GIVEN ENTRIES -

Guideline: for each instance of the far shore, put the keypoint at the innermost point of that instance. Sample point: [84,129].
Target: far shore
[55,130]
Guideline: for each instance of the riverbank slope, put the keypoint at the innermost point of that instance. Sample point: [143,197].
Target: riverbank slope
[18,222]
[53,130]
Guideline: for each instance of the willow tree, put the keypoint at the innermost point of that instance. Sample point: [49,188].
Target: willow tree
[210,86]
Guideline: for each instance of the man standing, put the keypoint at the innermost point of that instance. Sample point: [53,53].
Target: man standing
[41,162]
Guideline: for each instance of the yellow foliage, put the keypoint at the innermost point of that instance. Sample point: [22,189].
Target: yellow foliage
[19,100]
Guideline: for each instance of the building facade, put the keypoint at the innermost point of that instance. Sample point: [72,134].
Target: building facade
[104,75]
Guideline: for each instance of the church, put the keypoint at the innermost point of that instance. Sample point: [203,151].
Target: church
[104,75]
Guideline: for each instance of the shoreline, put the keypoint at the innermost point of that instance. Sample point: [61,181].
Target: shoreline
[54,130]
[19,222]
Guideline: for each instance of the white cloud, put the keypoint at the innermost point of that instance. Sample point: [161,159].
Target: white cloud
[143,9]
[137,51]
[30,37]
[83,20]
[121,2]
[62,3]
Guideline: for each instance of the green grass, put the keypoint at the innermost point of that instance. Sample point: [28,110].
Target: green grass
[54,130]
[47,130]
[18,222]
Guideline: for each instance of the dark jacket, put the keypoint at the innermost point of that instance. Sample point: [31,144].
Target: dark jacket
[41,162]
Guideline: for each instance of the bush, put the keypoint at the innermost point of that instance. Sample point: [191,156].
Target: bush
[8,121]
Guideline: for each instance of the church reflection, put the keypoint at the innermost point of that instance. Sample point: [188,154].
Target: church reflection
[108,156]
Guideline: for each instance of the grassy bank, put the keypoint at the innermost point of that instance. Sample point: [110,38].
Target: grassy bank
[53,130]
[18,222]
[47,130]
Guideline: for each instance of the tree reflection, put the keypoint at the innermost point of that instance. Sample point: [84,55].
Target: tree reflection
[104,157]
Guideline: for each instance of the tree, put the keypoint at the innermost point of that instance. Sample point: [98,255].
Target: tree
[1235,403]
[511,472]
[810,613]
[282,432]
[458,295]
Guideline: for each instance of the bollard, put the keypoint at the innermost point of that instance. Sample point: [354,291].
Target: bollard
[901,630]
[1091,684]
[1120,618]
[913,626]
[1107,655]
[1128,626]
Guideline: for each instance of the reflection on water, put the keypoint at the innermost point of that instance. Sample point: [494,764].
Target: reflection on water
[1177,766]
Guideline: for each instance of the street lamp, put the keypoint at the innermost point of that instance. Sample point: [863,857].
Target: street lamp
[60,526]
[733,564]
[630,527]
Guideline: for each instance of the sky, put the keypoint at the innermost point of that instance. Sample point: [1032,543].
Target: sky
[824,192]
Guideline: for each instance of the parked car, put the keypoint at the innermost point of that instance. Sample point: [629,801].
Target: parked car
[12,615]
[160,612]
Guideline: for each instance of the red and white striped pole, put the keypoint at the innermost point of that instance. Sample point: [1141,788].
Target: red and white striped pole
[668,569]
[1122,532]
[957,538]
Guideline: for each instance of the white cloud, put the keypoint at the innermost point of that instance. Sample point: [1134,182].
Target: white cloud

EXERCISE REQUIREMENTS - Can you recast the lines of the listing above as a numbered list, starting at the line that contains "Sample point: [1134,182]." and ending at the last line of the listing, with blank lines left out?

REPLY TO THE EXERCISE -
1. Guideline: for each instance of the white cloud, put the keypoint at the innermost point of that instance. Sample point: [1134,182].
2. Target: white cloud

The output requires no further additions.